Return every line in the rows below that contains the string "player", copying each line in full.

- RECORDS:
*****

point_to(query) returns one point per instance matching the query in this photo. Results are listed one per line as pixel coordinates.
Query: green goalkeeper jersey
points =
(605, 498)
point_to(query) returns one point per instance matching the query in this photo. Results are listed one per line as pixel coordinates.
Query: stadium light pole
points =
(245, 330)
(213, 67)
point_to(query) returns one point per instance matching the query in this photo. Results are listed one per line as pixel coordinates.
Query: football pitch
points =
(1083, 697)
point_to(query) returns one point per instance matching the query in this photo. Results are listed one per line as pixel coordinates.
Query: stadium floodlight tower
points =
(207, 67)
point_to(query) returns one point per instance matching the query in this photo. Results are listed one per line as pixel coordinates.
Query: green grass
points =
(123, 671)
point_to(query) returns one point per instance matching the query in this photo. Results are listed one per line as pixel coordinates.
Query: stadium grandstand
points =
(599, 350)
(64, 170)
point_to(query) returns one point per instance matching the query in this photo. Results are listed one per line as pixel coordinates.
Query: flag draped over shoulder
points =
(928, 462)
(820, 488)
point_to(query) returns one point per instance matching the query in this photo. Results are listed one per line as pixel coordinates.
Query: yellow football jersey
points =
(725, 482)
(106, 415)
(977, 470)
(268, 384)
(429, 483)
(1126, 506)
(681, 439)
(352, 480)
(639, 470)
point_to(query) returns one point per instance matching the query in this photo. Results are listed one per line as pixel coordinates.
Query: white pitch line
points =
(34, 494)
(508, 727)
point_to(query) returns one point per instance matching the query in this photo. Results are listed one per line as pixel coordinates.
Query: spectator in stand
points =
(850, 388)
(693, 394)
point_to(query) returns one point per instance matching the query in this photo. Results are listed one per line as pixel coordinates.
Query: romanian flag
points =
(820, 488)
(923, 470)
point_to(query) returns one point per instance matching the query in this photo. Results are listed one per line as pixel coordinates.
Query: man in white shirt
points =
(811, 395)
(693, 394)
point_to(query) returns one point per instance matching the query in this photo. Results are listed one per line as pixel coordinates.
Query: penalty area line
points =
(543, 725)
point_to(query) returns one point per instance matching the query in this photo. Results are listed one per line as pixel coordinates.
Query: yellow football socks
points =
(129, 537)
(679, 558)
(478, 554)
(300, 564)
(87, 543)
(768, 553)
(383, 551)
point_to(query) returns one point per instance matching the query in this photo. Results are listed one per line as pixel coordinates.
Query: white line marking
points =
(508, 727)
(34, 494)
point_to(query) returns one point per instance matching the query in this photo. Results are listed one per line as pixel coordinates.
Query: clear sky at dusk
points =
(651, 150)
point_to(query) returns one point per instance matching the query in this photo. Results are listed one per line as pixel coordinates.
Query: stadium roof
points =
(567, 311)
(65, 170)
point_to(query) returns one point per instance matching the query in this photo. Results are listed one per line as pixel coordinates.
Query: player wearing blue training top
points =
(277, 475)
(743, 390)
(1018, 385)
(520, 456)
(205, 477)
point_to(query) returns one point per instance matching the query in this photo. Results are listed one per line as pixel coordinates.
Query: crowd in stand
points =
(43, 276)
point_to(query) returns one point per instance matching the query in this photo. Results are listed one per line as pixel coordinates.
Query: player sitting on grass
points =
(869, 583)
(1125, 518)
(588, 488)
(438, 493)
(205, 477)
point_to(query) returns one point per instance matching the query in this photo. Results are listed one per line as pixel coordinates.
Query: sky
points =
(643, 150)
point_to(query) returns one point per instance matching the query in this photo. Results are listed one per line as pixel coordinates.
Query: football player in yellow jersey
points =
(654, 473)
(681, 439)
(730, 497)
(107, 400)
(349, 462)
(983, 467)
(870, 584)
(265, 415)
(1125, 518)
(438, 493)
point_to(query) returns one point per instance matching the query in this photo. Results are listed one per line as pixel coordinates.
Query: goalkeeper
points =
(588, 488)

*****

- CORRECT RESPONSE:
Query: player wearing blue training top
Query: player sitting on grass
Query: football player in yellow jersey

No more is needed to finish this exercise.